Required task - Count the lines in the records below that contain the string "tree" and reply with the number alone. Case counts, so only lines with that exact capitalization qualify.

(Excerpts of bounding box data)
★ ★ ★ ★
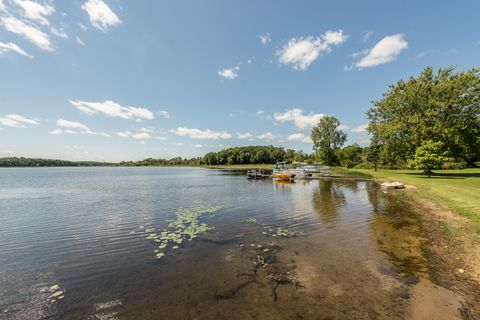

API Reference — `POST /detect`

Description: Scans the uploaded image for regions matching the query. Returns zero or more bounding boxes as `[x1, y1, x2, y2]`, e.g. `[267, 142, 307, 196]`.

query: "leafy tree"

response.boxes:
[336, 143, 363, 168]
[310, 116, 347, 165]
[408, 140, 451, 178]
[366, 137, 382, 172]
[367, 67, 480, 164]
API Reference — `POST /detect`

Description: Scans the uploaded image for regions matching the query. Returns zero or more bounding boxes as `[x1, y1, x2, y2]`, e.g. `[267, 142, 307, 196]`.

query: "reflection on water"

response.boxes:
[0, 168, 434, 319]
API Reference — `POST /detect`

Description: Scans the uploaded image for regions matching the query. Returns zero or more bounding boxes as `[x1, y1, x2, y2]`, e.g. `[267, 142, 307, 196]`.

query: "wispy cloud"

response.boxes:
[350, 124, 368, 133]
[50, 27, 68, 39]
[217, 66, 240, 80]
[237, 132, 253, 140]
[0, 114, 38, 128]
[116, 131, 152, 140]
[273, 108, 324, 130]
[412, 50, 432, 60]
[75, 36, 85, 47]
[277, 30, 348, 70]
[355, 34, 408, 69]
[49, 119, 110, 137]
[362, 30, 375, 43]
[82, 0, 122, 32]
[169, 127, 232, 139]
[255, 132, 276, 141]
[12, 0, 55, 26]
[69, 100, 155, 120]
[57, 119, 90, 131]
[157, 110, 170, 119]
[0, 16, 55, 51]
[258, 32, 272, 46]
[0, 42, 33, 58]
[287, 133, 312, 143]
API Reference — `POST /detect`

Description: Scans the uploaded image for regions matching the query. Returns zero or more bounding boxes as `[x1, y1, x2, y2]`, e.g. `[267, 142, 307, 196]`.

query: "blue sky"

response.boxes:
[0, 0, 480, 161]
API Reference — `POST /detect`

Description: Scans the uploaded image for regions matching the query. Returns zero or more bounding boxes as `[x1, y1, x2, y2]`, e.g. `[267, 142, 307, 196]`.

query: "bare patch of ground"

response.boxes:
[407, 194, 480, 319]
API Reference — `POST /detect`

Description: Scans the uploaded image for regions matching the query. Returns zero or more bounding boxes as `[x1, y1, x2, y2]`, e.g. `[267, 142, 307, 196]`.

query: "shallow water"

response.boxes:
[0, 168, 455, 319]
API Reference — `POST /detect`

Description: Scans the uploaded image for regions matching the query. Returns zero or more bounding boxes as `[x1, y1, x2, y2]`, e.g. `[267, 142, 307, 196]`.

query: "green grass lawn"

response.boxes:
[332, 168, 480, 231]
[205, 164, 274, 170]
★ ★ ★ ★
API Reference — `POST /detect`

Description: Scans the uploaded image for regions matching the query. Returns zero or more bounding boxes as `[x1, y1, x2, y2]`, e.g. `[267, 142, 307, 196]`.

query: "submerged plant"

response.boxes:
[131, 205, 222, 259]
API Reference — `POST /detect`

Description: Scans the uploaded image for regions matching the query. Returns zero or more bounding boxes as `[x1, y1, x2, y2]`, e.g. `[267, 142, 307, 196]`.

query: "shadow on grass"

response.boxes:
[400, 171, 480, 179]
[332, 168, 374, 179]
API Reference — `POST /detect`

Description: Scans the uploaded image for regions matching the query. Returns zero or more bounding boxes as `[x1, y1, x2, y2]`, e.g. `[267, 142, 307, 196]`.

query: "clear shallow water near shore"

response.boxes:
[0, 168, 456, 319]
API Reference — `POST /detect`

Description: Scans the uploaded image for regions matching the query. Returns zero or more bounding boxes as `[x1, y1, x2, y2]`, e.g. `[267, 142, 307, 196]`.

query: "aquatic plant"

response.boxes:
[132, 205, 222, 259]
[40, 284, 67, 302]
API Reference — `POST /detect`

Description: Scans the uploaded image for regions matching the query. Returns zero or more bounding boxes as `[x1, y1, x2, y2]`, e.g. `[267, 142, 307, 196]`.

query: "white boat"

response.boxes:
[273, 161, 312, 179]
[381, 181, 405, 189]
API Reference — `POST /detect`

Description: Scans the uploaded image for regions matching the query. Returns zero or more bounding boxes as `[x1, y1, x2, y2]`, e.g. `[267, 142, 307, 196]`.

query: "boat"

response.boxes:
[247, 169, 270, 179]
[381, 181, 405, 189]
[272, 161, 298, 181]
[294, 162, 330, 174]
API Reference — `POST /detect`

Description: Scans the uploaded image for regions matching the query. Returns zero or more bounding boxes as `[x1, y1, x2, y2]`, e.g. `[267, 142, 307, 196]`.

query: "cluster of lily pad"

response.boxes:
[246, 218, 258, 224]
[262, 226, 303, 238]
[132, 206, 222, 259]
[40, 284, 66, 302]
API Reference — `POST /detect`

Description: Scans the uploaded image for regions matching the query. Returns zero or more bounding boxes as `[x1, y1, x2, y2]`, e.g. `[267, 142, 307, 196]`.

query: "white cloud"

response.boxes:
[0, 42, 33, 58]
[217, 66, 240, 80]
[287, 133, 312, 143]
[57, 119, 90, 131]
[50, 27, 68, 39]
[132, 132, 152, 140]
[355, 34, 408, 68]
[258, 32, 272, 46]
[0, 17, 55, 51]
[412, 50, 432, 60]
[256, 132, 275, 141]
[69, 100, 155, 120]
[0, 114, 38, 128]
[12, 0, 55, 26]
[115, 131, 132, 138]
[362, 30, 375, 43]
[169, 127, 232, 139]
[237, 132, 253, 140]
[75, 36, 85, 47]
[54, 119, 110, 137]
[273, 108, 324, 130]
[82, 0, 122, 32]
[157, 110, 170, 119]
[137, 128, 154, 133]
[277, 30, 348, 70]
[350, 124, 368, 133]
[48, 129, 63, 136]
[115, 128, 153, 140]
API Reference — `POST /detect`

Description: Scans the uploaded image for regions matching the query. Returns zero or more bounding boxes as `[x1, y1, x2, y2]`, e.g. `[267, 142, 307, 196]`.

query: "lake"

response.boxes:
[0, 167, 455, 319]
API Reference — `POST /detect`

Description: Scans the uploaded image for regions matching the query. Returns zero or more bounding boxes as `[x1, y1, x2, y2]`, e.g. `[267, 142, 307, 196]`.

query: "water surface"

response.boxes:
★ ★ ★ ★
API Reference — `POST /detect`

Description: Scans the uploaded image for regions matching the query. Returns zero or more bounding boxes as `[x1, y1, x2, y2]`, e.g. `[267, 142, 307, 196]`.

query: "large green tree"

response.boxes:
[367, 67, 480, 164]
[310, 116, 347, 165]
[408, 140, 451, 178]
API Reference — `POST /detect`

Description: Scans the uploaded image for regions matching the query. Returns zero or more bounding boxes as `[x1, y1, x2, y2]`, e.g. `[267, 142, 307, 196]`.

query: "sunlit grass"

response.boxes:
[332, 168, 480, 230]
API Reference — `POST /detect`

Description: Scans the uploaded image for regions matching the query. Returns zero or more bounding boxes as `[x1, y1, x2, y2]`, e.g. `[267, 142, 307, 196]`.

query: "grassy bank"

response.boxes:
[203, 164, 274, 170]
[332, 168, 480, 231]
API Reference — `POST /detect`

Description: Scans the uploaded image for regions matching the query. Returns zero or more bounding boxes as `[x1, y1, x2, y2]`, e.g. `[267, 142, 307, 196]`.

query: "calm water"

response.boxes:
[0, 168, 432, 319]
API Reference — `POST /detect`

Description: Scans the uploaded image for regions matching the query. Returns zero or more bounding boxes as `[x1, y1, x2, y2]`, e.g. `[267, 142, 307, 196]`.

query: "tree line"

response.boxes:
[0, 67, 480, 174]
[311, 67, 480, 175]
★ ★ ★ ★
Complete output - 3